* [To do]
Write out the traffic signal passage below word for word, from "The proposed method" to "a sampling distribution.".

The proposed method replaces the uniform random draw in the exploration branch of

ε

-greedy action selection with a structured distribution over candidate phases derived from local traffic observations. Rather than treating all phases as equally worthy of exploration regardless of the current traffic state, the method assigns each candidate phase a priority score derived from domain knowledge and samples the exploration action from a distribution shaped by these scores. The priority computation proceeds in three sequential stages: a pressure score is first derived for each phase from lane density observations; this is then combined with queue length and waiting time through a multi-criteria fuzzy rule system into a single priority value per phase; finally, the priority vector is passed through a temperature-controlled softmax to yield a sampling distribution.

3.1. Pressure-Based Action Prioritization

Traffic pressure quantifies the degree of congestion imbalance across a signal phase: for each candidate phase, it measures the difference in traffic load between the incoming and outgoing lanes controlled by that phase. This signal provides a locally computable, interpretable ranking of phase quality—phases with high pressure correspond to approaches where activating the green signal would most effectively relieve congestion. MaxPressure [16] is the most prominent controller built on this signal: it activates at each step the phase with the highest pressure score, and has been shown to be throughput-optimal under mild conditions on arrival rates. MaxPressure has been adopted as a strong rule-based baseline in the TSC literature, where it consistently outperforms fixed-time control and remains competitive with learned controllers in a range of network configurations [4]. In the present work, pressure is not used to select a single phase deterministically but as a per-phase scoring signal: a pressure score is computed for every candidate phase and used as the first stage of the exploration priority computation.

* [Data provided]
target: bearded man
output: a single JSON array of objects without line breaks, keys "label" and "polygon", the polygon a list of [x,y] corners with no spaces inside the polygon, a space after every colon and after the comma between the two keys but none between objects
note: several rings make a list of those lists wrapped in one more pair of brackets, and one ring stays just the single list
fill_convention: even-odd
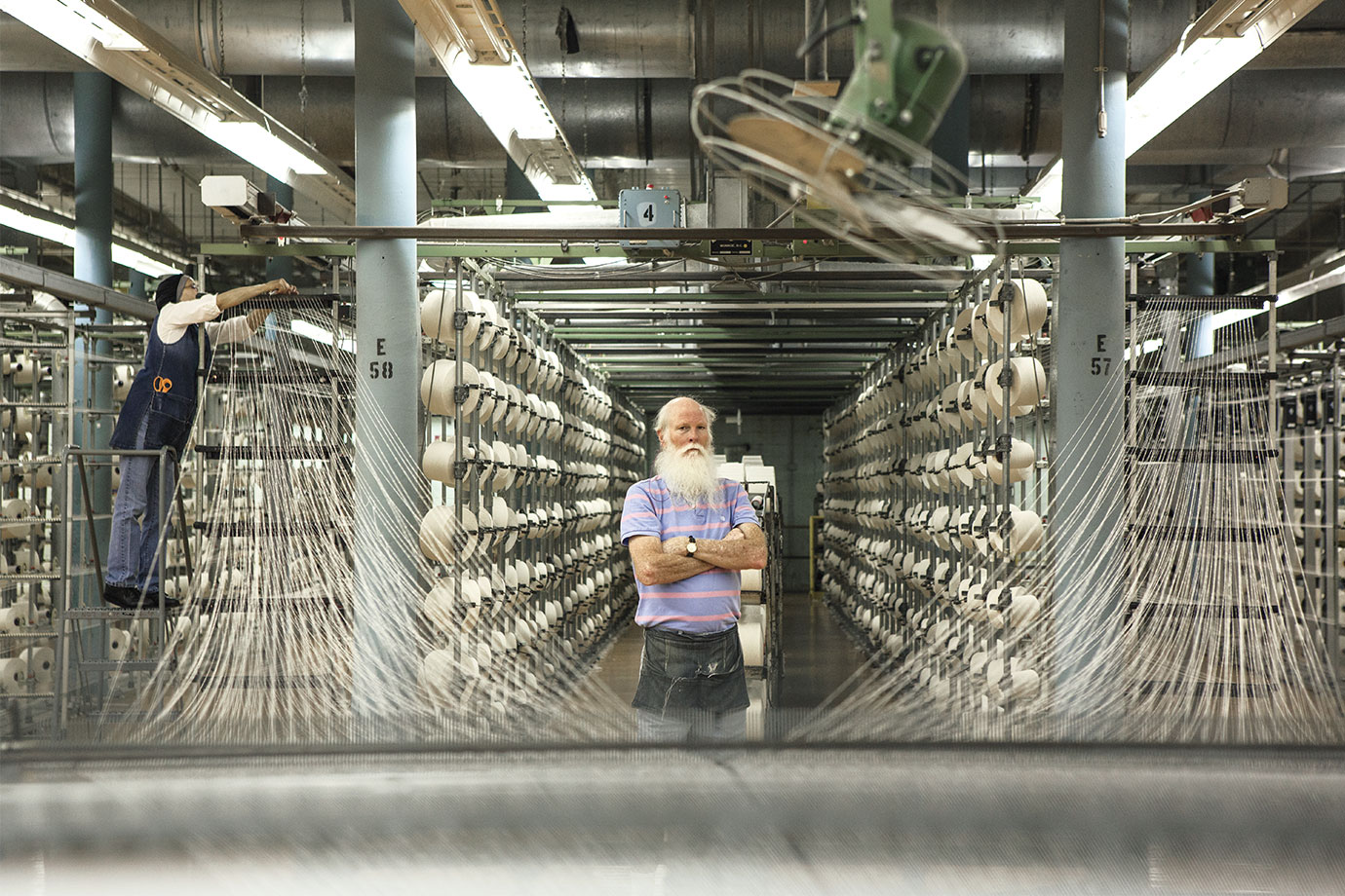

* [Answer for the task]
The proposed method replaces the uniform random draw in the exploration branch of

ε

-greedy action selection with a structured distribution over candidate phases derived from local traffic observations. Rather than treating all phases as equally worthy of exploration regardless of the current traffic state, the method assigns each candidate phase a priority score derived from domain knowledge and samples the exploration action from a distribution shaped by these scores. The priority computation proceeds in three sequential stages: a pressure score is first derived for each phase from lane density observations; this is then combined with queue length and waiting time through a multi-criteria fuzzy rule system into a single priority value per phase; finally, the priority vector is passed through a temperature-controlled softmax to yield a sampling distribution.